*WHAT THE EXERCISE ASKS:* If a line below contains the string "lawn", return that line.

[Data items]

────────────────

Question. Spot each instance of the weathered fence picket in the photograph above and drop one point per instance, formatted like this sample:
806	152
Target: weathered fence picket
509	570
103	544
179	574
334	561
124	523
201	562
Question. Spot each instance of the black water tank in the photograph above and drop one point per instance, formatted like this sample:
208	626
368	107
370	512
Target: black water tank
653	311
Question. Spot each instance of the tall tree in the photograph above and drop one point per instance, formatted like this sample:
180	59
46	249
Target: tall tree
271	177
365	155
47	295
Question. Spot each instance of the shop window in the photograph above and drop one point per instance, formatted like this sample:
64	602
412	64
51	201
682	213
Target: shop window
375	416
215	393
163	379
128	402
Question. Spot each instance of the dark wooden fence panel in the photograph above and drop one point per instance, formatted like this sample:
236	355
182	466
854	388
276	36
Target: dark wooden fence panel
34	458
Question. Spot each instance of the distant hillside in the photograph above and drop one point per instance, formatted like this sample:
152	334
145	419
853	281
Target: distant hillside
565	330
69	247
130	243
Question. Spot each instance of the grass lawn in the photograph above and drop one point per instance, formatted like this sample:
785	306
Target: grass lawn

────────────────

*REPLY TO THE TASK:*
Question. Spot each instance of the grass lawn in the photograph above and drop one point per instance, formatted like this sample:
Target: grass lawn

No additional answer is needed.